### TASK TO COMPLETE
Return, character for character, every line from the one containing "Give x and y for each instance of the sneaker, placing" through the final line, including both.
━━━━━━━━━━━━━━━━
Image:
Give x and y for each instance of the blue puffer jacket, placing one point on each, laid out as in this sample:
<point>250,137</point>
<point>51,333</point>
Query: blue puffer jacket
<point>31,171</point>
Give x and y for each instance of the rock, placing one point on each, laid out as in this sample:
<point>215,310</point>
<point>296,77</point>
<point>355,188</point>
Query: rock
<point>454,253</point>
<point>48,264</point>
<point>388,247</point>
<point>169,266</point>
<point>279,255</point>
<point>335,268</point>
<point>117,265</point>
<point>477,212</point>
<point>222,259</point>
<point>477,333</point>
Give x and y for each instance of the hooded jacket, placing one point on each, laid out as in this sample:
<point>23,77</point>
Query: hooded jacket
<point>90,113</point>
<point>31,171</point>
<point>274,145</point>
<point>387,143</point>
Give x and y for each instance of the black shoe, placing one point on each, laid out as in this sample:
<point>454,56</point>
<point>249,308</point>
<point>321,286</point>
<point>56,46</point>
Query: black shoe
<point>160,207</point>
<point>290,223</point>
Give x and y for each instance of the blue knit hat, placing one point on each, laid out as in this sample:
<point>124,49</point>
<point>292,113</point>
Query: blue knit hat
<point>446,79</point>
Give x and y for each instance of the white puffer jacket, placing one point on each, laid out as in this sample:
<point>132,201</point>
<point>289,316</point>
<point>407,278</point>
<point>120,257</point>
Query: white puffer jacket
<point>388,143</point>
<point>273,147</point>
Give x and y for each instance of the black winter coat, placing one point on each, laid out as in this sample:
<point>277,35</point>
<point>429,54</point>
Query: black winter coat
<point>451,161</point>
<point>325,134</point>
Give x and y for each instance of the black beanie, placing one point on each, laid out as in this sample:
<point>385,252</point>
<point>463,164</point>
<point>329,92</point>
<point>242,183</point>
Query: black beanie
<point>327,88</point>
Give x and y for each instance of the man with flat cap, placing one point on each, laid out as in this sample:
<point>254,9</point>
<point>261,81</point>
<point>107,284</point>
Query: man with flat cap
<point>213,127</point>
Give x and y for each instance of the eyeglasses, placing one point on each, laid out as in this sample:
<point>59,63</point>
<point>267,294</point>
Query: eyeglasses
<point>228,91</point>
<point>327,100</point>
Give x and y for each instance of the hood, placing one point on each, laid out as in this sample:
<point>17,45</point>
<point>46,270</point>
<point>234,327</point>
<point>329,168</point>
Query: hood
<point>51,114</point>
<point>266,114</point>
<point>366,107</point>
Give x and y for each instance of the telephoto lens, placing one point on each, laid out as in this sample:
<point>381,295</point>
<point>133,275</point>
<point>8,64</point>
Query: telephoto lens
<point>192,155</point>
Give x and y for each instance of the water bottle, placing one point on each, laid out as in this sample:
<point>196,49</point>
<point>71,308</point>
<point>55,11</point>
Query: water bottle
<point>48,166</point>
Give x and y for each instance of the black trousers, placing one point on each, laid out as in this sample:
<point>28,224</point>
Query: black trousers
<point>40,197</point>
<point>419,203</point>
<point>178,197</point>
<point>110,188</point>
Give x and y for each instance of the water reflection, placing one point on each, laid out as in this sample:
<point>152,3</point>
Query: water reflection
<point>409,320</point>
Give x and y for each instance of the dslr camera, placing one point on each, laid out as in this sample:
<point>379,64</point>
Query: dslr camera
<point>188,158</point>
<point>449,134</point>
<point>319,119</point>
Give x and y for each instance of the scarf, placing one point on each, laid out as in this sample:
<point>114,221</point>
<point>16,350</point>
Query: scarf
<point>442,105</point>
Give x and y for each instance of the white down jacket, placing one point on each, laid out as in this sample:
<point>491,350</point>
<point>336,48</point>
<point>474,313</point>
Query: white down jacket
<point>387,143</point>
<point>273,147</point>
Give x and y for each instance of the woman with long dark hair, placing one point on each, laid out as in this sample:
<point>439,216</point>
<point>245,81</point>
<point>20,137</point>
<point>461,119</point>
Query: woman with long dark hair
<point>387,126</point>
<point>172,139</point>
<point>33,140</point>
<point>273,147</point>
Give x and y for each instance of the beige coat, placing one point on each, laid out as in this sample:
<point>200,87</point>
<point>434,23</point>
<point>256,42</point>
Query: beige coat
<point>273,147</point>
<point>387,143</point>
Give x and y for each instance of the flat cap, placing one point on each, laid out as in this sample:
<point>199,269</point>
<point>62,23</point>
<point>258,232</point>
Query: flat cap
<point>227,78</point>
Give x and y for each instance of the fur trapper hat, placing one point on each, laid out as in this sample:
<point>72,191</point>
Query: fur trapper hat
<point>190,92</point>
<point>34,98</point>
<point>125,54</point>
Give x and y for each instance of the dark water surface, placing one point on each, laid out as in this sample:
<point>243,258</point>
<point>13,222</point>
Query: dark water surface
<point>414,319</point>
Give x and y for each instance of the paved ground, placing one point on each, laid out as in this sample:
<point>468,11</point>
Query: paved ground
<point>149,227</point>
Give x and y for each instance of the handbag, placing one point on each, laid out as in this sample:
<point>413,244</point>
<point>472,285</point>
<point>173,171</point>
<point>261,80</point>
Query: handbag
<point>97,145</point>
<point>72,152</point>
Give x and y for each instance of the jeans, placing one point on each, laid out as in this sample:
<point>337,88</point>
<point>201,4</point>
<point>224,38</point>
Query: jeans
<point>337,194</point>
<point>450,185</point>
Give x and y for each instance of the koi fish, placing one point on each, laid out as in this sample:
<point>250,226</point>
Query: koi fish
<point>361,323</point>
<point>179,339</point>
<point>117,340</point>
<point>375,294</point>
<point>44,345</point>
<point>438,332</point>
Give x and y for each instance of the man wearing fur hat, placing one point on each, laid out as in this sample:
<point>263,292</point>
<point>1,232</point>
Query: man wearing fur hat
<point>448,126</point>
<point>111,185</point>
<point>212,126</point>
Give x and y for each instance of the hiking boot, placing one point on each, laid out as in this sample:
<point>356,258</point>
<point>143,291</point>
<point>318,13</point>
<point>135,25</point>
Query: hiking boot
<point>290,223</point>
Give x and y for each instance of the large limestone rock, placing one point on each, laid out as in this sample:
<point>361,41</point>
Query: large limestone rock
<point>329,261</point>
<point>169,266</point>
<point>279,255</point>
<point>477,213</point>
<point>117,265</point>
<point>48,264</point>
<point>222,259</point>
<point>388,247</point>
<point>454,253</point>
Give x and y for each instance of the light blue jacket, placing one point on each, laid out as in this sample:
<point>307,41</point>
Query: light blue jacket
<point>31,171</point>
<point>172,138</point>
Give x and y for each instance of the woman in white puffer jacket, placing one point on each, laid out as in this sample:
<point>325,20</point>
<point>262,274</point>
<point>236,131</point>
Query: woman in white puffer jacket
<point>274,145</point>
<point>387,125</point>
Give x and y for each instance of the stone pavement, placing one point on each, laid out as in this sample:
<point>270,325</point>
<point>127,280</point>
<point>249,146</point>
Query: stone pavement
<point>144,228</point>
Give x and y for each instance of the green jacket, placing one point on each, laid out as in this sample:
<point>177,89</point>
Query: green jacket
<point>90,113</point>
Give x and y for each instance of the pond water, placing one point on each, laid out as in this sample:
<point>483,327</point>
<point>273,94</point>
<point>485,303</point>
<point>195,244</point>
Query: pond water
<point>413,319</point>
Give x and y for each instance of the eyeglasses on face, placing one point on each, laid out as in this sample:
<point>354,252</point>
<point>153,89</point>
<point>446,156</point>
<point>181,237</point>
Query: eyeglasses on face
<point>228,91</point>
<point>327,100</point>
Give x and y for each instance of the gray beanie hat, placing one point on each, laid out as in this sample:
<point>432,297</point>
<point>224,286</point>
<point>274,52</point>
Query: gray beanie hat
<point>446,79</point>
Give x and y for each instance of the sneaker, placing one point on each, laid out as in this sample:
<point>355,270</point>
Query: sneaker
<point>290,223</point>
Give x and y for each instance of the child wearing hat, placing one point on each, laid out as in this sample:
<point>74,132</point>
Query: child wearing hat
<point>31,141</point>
━━━━━━━━━━━━━━━━
### CORRECT ANSWER
Give x and y for each instance of the sneaker, placing one point on each, laid out as in this sample:
<point>355,270</point>
Query: sneaker
<point>290,223</point>
Give x and y for each instance of the child wearing hat, placing one point on each, laid out as in this sample:
<point>74,132</point>
Query: child wearing hat
<point>31,141</point>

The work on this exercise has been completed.